# Records excerpted from a collection
◆ ◆ ◆

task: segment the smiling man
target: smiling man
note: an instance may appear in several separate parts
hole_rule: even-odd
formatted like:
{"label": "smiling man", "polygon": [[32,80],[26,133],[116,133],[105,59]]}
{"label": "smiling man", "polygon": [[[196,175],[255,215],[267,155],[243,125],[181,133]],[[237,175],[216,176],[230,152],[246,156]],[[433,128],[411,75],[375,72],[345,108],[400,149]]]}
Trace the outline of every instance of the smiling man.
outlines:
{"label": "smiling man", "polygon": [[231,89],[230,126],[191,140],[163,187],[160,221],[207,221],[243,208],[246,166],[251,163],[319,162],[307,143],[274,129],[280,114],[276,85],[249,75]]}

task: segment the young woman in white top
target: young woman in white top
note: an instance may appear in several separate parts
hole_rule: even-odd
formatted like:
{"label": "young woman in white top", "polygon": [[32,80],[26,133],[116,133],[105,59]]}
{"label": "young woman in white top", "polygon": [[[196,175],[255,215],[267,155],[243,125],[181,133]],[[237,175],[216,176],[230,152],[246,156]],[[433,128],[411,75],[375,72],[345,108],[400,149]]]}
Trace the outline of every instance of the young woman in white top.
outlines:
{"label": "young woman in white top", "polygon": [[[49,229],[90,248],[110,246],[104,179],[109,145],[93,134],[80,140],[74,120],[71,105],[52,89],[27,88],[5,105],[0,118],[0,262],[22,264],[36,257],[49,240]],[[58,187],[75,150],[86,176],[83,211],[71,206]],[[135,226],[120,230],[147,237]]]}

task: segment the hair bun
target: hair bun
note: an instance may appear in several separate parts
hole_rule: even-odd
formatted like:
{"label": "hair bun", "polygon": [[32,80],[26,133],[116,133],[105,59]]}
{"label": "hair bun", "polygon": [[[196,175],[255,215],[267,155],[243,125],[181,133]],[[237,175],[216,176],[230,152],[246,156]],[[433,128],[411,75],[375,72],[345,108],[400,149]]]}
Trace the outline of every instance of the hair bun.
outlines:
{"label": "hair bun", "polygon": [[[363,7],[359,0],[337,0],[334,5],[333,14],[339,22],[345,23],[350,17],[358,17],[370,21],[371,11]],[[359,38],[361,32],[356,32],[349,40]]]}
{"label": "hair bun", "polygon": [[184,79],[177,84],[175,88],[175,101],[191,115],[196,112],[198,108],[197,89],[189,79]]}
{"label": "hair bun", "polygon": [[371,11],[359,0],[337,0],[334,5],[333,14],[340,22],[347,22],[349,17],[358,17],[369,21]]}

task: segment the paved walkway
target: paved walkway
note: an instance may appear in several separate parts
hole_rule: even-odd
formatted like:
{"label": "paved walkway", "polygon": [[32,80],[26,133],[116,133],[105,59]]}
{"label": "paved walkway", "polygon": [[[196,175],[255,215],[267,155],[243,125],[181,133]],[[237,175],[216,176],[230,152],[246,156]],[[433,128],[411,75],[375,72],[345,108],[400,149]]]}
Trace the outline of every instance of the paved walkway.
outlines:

◆ ◆ ◆

# ACTIVITY
Retype the records above without changing a single word.

# RESULT OF THIS TASK
task: segment the smiling man
target: smiling man
note: an instance may appear in several separate parts
hole_rule: even-odd
formatted like:
{"label": "smiling man", "polygon": [[32,80],[26,133],[116,133],[105,59]]}
{"label": "smiling man", "polygon": [[[196,175],[255,215],[267,155],[243,125],[181,133]],[[237,175],[216,176],[230,152],[246,156]],[[433,128],[411,75],[375,72],[345,108],[400,149]]]}
Trace the outline of every instance of the smiling man.
outlines:
{"label": "smiling man", "polygon": [[231,89],[230,126],[191,140],[163,187],[160,221],[207,221],[243,208],[246,166],[251,163],[319,162],[307,143],[274,129],[280,114],[276,85],[249,75]]}

task: segment the young woman in white top
target: young woman in white top
note: an instance may appear in several separate parts
hole_rule: even-odd
formatted like:
{"label": "young woman in white top", "polygon": [[32,80],[26,133],[116,133],[105,59]]}
{"label": "young woman in white top", "polygon": [[[196,175],[255,215],[267,155],[243,125],[181,133]],[[237,175],[216,176],[230,152],[246,156]],[[433,128],[411,75],[375,72],[345,108],[400,149]]]}
Trace the outline of every instance of the young woman in white top.
outlines:
{"label": "young woman in white top", "polygon": [[[49,229],[90,248],[110,246],[104,179],[109,145],[93,134],[80,140],[74,120],[71,105],[52,89],[27,88],[5,105],[0,118],[0,262],[22,264],[36,257],[49,240]],[[58,187],[75,150],[86,176],[83,211],[71,206]],[[135,226],[120,230],[147,237]]]}

task: segment the hair bun
target: hair bun
note: an instance may appear in several separate parts
hole_rule: even-odd
formatted like:
{"label": "hair bun", "polygon": [[32,80],[26,133],[116,133],[105,59]]}
{"label": "hair bun", "polygon": [[[196,175],[255,215],[267,155],[243,125],[181,133]],[[237,175],[216,176],[230,152],[246,156]],[[433,128],[411,75],[375,72],[345,108],[400,149]]]}
Trace the outline of every instance of the hair bun.
outlines:
{"label": "hair bun", "polygon": [[[363,7],[359,0],[337,0],[334,5],[333,14],[339,22],[345,23],[350,17],[358,17],[370,21],[371,11]],[[359,38],[361,32],[356,32],[349,40]]]}
{"label": "hair bun", "polygon": [[184,79],[177,84],[175,88],[175,101],[191,115],[196,112],[198,108],[197,89],[189,79]]}
{"label": "hair bun", "polygon": [[371,11],[359,0],[337,0],[334,5],[333,14],[340,22],[347,22],[349,17],[358,17],[369,21]]}

task: segment the paved walkway
target: paved walkway
note: an instance may appear in several separate parts
hole_rule: even-odd
formatted like:
{"label": "paved walkway", "polygon": [[32,80],[26,133],[116,133],[105,59]]}
{"label": "paved walkway", "polygon": [[[196,175],[255,215],[267,155],[243,125],[181,133]],[[237,175],[216,176],[230,152],[246,156]],[[433,128],[411,75],[375,72],[345,108],[400,149]]]}
Trace the outline of every instance of the paved walkway.
outlines:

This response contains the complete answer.